- [Stated goal]
Reproduce the records below, substituting "view" for every occurrence of "UI screenshot" and leaving everything else unchanged.

** start Material supplied **

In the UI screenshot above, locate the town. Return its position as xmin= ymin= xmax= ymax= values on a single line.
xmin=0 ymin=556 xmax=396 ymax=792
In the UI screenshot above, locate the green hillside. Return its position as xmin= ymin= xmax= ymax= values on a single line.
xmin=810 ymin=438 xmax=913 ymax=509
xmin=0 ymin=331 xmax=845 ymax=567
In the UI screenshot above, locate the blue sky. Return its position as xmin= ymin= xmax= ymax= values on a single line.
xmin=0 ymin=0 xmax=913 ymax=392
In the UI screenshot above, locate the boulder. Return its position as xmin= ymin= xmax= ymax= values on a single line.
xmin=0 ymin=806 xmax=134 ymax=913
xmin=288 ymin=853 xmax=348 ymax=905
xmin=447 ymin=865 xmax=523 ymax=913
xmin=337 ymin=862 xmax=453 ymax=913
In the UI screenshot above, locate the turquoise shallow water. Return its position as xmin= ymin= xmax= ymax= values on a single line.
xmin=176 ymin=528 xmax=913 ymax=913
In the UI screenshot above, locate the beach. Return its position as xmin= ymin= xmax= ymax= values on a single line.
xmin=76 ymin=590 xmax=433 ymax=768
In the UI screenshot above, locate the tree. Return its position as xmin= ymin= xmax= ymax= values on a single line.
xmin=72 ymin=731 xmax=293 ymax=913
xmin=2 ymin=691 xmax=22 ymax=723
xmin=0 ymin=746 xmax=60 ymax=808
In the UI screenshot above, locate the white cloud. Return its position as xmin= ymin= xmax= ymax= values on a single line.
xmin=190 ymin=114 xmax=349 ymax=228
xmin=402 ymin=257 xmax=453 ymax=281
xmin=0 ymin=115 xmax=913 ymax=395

** end Material supplied **

- [Correct result]
In the view above, locate the town. Return its position as xmin= ymin= xmax= ymax= values on a single line.
xmin=0 ymin=556 xmax=396 ymax=792
In the view above, locate the green hillside. Return its position as xmin= ymin= xmax= ymax= values on a single line.
xmin=810 ymin=438 xmax=913 ymax=509
xmin=0 ymin=331 xmax=845 ymax=567
In the view above, locate the blue sky. Return its position as xmin= ymin= xmax= ymax= values on a single line.
xmin=0 ymin=0 xmax=913 ymax=392
In the view above, locate the boulder. Return its position as xmin= ymin= xmax= ymax= values on a single line.
xmin=0 ymin=806 xmax=134 ymax=913
xmin=288 ymin=853 xmax=348 ymax=905
xmin=447 ymin=865 xmax=523 ymax=913
xmin=337 ymin=862 xmax=453 ymax=913
In the view above, locate the turquoise shallow water. Return its position as xmin= ymin= xmax= ymax= values on a single line.
xmin=176 ymin=528 xmax=913 ymax=913
In the view above, locate the beach. Return its position as xmin= ymin= xmax= ymax= values on a single line.
xmin=76 ymin=590 xmax=433 ymax=768
In the view above, locate the tree. Return its position as xmin= ymin= xmax= ymax= values on a single line.
xmin=72 ymin=731 xmax=293 ymax=913
xmin=2 ymin=691 xmax=22 ymax=723
xmin=0 ymin=746 xmax=60 ymax=808
In the view above, locate the white cloud. Return its position as xmin= ymin= xmax= ymax= values on a single line.
xmin=190 ymin=114 xmax=349 ymax=228
xmin=402 ymin=257 xmax=453 ymax=281
xmin=0 ymin=115 xmax=913 ymax=395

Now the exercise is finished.